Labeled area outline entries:
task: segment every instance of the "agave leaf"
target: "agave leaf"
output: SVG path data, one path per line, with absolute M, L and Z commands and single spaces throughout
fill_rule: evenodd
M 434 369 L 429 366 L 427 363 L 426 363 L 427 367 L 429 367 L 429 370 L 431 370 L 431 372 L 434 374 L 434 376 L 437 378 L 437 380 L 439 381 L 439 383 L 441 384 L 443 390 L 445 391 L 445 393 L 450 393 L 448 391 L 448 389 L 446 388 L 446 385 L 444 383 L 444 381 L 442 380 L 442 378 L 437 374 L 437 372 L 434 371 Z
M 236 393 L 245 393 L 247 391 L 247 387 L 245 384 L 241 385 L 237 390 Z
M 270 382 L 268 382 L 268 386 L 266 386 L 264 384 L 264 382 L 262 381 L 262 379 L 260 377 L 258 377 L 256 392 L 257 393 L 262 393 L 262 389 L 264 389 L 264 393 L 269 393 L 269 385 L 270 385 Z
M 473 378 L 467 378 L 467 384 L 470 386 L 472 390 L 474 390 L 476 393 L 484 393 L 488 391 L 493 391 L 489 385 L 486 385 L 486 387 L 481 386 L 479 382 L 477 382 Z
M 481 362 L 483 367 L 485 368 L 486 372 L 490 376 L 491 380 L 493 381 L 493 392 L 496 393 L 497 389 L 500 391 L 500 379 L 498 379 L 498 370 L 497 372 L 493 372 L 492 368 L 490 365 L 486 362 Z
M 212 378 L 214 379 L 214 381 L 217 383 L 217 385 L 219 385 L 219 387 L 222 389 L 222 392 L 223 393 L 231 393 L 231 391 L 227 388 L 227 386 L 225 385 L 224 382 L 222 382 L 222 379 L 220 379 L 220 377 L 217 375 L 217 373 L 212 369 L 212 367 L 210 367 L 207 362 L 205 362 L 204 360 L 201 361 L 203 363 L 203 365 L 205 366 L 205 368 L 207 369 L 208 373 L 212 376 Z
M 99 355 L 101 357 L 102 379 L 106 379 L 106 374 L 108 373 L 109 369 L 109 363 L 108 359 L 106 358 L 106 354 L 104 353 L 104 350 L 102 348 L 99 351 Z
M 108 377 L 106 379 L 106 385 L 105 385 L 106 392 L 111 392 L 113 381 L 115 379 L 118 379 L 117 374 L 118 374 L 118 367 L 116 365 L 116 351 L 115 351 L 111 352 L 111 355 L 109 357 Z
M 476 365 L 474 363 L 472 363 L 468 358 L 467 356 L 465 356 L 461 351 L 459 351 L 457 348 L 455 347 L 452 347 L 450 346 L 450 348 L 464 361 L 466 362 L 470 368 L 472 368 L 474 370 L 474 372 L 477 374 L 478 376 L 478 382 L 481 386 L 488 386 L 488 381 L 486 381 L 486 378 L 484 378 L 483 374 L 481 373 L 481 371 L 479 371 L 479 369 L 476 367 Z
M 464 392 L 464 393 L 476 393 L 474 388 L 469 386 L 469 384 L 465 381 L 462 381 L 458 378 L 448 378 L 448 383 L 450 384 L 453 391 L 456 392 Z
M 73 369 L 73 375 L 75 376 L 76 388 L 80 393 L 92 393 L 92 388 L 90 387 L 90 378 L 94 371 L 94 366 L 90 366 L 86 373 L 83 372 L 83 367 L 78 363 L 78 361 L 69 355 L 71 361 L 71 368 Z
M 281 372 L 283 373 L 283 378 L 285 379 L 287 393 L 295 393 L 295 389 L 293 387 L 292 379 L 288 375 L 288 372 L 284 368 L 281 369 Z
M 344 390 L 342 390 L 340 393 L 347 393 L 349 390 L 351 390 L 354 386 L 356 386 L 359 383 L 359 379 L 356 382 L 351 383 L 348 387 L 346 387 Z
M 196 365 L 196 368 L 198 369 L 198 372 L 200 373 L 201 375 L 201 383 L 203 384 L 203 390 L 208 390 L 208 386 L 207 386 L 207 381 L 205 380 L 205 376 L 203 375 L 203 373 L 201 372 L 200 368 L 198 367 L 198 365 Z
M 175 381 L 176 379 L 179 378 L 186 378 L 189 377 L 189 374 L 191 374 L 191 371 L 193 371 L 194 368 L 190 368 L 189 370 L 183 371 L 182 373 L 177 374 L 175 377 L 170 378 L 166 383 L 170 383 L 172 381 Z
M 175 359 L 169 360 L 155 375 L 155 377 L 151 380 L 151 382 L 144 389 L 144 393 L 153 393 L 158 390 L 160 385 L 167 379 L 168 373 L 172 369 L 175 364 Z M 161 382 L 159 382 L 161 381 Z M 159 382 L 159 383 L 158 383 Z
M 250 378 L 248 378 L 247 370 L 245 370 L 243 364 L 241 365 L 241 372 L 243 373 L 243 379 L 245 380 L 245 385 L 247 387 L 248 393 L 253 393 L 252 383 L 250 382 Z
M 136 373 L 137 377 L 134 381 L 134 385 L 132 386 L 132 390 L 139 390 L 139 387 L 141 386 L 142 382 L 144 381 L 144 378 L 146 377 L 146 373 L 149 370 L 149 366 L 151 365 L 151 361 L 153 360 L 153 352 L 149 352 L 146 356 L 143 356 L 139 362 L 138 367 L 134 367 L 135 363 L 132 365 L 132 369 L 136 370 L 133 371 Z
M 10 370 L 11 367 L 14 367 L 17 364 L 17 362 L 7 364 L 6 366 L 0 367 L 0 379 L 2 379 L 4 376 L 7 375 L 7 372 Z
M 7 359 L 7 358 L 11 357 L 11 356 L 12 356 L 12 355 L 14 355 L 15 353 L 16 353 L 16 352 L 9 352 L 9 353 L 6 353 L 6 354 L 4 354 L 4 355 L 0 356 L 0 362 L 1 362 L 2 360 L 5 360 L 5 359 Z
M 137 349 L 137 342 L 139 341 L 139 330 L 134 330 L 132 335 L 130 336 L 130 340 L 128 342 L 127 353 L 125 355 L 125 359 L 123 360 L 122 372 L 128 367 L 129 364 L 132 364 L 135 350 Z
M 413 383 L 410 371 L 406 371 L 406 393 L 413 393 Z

DESCRIPTION OF THE TASK: Reproduce all of the items above line for line, without changing anything.

FINISHED ANSWER:
task: segment every instance of the "agave leaf"
target: "agave leaf"
output: SVG path data, one path per line, with absolute M, L and Z commands and single spaces throughout
fill_rule: evenodd
M 434 369 L 429 366 L 427 363 L 426 363 L 427 367 L 429 367 L 429 370 L 431 370 L 431 372 L 434 374 L 434 376 L 437 378 L 437 380 L 439 381 L 439 383 L 441 384 L 443 390 L 445 391 L 445 393 L 450 393 L 448 391 L 448 389 L 446 388 L 446 385 L 444 383 L 444 381 L 442 380 L 442 378 L 437 374 L 437 372 L 434 371 Z
M 236 393 L 245 393 L 247 391 L 247 387 L 245 384 L 241 385 L 237 390 Z
M 270 382 L 268 382 L 268 386 L 266 386 L 264 384 L 264 382 L 262 381 L 262 379 L 260 377 L 258 377 L 256 392 L 257 393 L 262 393 L 262 389 L 264 389 L 264 393 L 269 393 L 269 385 L 270 385 Z
M 473 378 L 467 378 L 467 384 L 470 386 L 472 390 L 474 390 L 476 393 L 484 393 L 488 391 L 493 391 L 489 385 L 486 385 L 486 387 L 481 386 L 479 382 L 477 382 Z
M 481 362 L 483 367 L 485 368 L 486 372 L 490 376 L 491 380 L 493 381 L 493 392 L 496 393 L 497 389 L 500 391 L 500 379 L 498 379 L 498 370 L 497 372 L 493 372 L 492 368 L 490 365 L 486 362 Z
M 212 378 L 214 379 L 214 381 L 217 383 L 217 385 L 219 385 L 219 387 L 222 389 L 222 392 L 223 393 L 231 393 L 231 391 L 227 388 L 227 386 L 225 385 L 224 382 L 222 382 L 222 379 L 220 379 L 220 377 L 217 375 L 217 373 L 212 369 L 212 367 L 210 367 L 207 362 L 205 362 L 204 360 L 201 361 L 203 363 L 203 365 L 205 366 L 205 368 L 207 369 L 208 373 L 212 376 Z
M 99 355 L 101 357 L 102 379 L 106 379 L 106 374 L 108 373 L 109 369 L 109 363 L 108 359 L 106 358 L 106 354 L 104 353 L 104 350 L 102 348 L 99 351 Z
M 108 377 L 106 379 L 106 385 L 105 385 L 106 392 L 111 392 L 113 381 L 115 379 L 118 379 L 117 374 L 118 374 L 118 367 L 116 365 L 116 351 L 115 351 L 111 352 L 111 355 L 109 357 Z
M 476 365 L 474 363 L 472 363 L 468 358 L 467 356 L 465 356 L 461 351 L 459 351 L 457 348 L 455 347 L 452 347 L 450 346 L 450 348 L 464 361 L 466 362 L 470 368 L 472 368 L 474 370 L 474 372 L 477 374 L 478 376 L 478 382 L 481 386 L 488 386 L 488 381 L 486 381 L 486 378 L 484 378 L 483 374 L 481 373 L 481 371 L 479 371 L 479 369 L 476 367 Z
M 464 392 L 464 393 L 476 393 L 474 388 L 469 386 L 469 384 L 465 381 L 462 381 L 458 378 L 448 378 L 448 383 L 450 384 L 453 391 L 456 392 Z
M 73 369 L 73 375 L 75 376 L 76 388 L 80 393 L 92 393 L 92 388 L 90 387 L 90 378 L 94 371 L 94 366 L 90 366 L 86 373 L 83 372 L 83 367 L 78 363 L 78 361 L 69 355 L 71 361 L 71 368 Z
M 281 372 L 283 373 L 283 378 L 285 379 L 287 393 L 295 393 L 295 389 L 293 387 L 292 379 L 288 375 L 288 372 L 284 368 L 281 369 Z
M 344 390 L 342 390 L 340 393 L 347 393 L 349 390 L 351 390 L 354 386 L 356 386 L 359 383 L 359 379 L 356 382 L 351 383 L 348 387 L 346 387 Z
M 196 365 L 196 368 L 198 369 L 198 372 L 200 373 L 201 375 L 201 383 L 203 384 L 203 390 L 208 390 L 208 386 L 207 386 L 207 381 L 205 380 L 205 376 L 203 375 L 203 373 L 201 372 L 200 368 L 198 367 L 198 365 Z
M 175 381 L 176 379 L 179 378 L 186 378 L 189 377 L 189 374 L 191 374 L 191 371 L 193 371 L 194 368 L 190 368 L 189 370 L 183 371 L 182 373 L 177 374 L 175 377 L 170 378 L 166 383 L 170 383 L 172 381 Z
M 175 359 L 169 360 L 155 375 L 155 377 L 151 380 L 151 382 L 144 389 L 144 393 L 153 393 L 158 390 L 160 385 L 167 379 L 168 373 L 172 369 L 175 364 Z M 161 382 L 159 382 L 161 381 Z M 159 382 L 159 383 L 158 383 Z
M 250 378 L 248 378 L 247 370 L 245 370 L 243 364 L 241 365 L 241 372 L 243 373 L 243 379 L 245 380 L 245 385 L 247 387 L 248 393 L 253 393 L 252 383 L 250 382 Z
M 136 373 L 137 377 L 134 381 L 134 385 L 132 386 L 132 390 L 139 390 L 139 387 L 141 386 L 142 382 L 144 381 L 144 378 L 146 377 L 146 373 L 149 370 L 149 366 L 151 365 L 151 361 L 153 360 L 153 352 L 149 352 L 146 356 L 143 356 L 139 362 L 138 367 L 134 367 L 135 363 L 132 365 L 132 369 L 136 370 L 133 371 Z
M 10 370 L 11 367 L 14 367 L 17 364 L 17 362 L 7 364 L 6 366 L 0 367 L 0 379 L 2 379 L 4 376 L 7 375 L 7 372 Z
M 7 359 L 7 358 L 11 357 L 11 356 L 12 356 L 12 355 L 14 355 L 15 353 L 16 353 L 16 352 L 9 352 L 9 353 L 6 353 L 6 354 L 4 354 L 4 355 L 0 356 L 0 362 L 1 362 L 2 360 L 5 360 L 5 359 Z
M 137 349 L 137 342 L 139 341 L 139 330 L 134 330 L 132 335 L 130 336 L 130 340 L 128 342 L 127 353 L 125 355 L 125 359 L 123 360 L 122 372 L 128 367 L 129 364 L 132 364 L 135 350 Z
M 413 383 L 410 371 L 406 371 L 406 393 L 413 393 Z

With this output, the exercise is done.